**Textauszug**
┌────────

Illustration: Julia Schubert

Bis zu 200 Waggons lang und 17.000 Tonnen schwer sind die Züge. Auch Personen dürfen mitfahren – in den Frachtwagen kostenlos, im einzigen Passagierwagen für ein paar Dollar, einen Kontrolleur gibt es nicht. Für die Bergarbeiter ist der Zug die einzige Möglichkeit, in Richtung Westen zu kommen.

MacDonald sagt, sie habe immer davon geträumt, auf einem dieser Waggons zu schlafen, mit dem Geruch der Wüste in der Nase. Sie wusste, dass es unbequem werden wird, zwei Monate hatte sie den zwölf Stunden langen Trip geplant. „Reisen ohne Opfer zu bringen, ist für mich kein Reisen“, sagt MacDonald.

Schon als Kind wollte sie jeden Tag unterwegs sein, ein festes Zuhause habe sie nie vermisst. In Kanada wurde sie geboren, in Saudi-Arabien wuchs sie auf, umgeben von Sand, Gräsern und Oasen aus Dattelpalmen. Auf dem Sofa der Eltern blätterte sie durch National-Geographic-Magazine, in Gedanken flog sie nach Südamerika, Nepal, Indien.

  • Im Land leben mindestens 150.000 Sklaven

2006 schiffte MacDonald mit ihrem Freund über die Weltmeere, ging im Atlantik surfen und im Pazifik Speerfischen. Sie segelte mit einem Paragleitschirm über den Himalaya und tauchte auf den Malediven mit Walen. „Aber die Wüste“, sagt sie, „die hat mich nie losgelassen.“

MacDonald reizen Extreme. Mauretanien ist extrem. Das Land ist fast doppelt so groß wie Frankreich, 90 Prozent sind von Sand bedeckt. Der Staat gehört zu den ärmsten der Welt, von den 3,6 Millionen Einwohnern leben mindestens 150.000 als Sklaven. In der nördlichen Grenzregion liegen noch immer etliche Minen vergraben – eine Hinterlassenschaft des Westsahara-Konflikts.

└────────

**Kurze Übung 1**
Können Sie aus dem Text über MacDonalds Reise durch Mauretanien das Stück von „MacDonald sagt, sie“ bis „Südamerika, Nepal, Indien.“ wortgetreu abschreiben?
**Kurze Übung 2**
Wie könnte der Text über MacDonalds Reise durch Mauretanien weitergehen? Schreiben Sie eine Fortsetzung, die nach seinem letzten Satz einsetzt.

**Datensätze**

┌────────

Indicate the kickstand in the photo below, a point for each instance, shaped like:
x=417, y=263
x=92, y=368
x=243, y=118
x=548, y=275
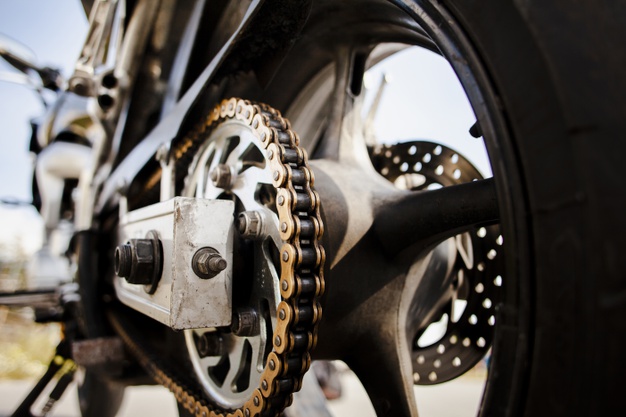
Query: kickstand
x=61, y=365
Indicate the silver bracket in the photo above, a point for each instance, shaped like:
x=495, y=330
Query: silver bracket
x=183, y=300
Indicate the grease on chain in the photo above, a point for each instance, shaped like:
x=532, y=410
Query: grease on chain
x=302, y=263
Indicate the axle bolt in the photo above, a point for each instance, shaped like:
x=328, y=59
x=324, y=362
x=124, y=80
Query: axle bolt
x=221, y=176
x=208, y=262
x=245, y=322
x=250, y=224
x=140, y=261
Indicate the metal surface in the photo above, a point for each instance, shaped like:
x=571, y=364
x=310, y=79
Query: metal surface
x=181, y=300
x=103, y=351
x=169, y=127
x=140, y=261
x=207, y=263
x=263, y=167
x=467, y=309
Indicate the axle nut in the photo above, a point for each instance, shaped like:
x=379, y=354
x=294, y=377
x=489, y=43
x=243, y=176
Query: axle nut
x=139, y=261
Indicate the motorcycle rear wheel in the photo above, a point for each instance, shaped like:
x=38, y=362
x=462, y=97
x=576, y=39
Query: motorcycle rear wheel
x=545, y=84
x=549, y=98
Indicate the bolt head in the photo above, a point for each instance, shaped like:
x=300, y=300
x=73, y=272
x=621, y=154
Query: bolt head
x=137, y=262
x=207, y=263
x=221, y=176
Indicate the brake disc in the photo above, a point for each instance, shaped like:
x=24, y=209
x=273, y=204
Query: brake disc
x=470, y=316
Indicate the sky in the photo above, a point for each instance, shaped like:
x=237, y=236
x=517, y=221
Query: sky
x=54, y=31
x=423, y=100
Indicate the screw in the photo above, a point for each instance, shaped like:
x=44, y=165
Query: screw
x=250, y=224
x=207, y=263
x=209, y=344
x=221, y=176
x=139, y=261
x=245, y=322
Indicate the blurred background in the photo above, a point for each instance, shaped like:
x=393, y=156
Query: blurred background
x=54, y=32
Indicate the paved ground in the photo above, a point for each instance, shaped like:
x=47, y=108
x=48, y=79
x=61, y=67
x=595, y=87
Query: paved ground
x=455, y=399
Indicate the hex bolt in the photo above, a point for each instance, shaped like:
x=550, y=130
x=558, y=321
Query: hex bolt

└────────
┌────────

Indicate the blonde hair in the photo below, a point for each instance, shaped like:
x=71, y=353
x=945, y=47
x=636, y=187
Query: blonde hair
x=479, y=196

└────────
┌────────

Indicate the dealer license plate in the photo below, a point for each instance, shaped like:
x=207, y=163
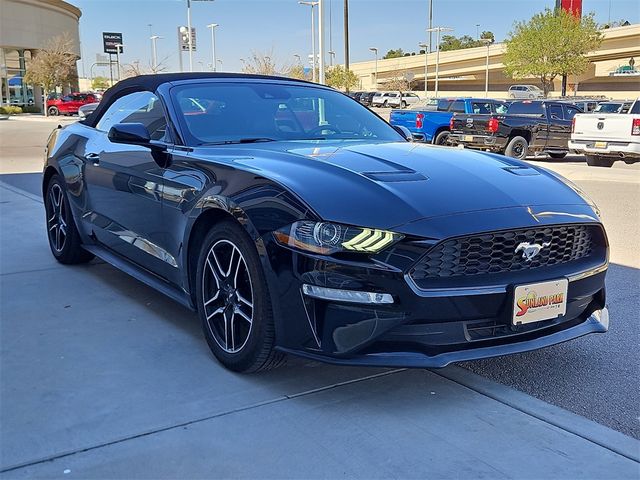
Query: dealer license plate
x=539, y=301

└────────

**Erwartete Antwort 1**
MacDonald sagt, sie habe immer davon geträumt, auf einem dieser Waggons zu schlafen, mit dem Geruch der Wüste in der Nase. Sie wusste, dass es unbequem werden wird, zwei Monate hatte sie den zwölf Stunden langen Trip geplant. „Reisen ohne Opfer zu bringen, ist für mich kein Reisen“, sagt MacDonald.

Schon als Kind wollte sie jeden Tag unterwegs sein, ein festes Zuhause habe sie nie vermisst. In Kanada wurde sie geboren, in Saudi-Arabien wuchs sie auf, umgeben von Sand, Gräsern und Oasen aus Dattelpalmen. Auf dem Sofa der Eltern blätterte sie durch National-Geographic-Magazine, in Gedanken flog sie nach Südamerika, Nepal, Indien.

**Erwartete Antwort 2**
"Die Hitze war eine der größten Herausforderungen", sagt MacDonald. 50 Grad Celsius am Mittag waren nur durch den Fahrtwind und literweise Wasser erträglich. Sie verstand nun, warum die Sahara auch „Grab des weißen Mannes“ genannt wird. „Du kannst dich vor ihr nicht verstecken“, sagt MacDonald. „Bleibt der Zug liegen, bist du tot.“

Einmal blies der Wind so stark, dass sie sich in den Personenwagen retten wollte, erzählt MacDonald. Doch der Sturm drückte so sehr gegen die Wagentür, dass sie nicht aufzukriegen war. Als es MacDonald endlich in die Kabine geschafft hatte, sah sie einen ihrer Kollegen am Boden kauern. Sein Körper war übersät von Schnittwunden, um ihn herum lagen Glasscherben. Der Wind hatte das Fenster bersten lassen.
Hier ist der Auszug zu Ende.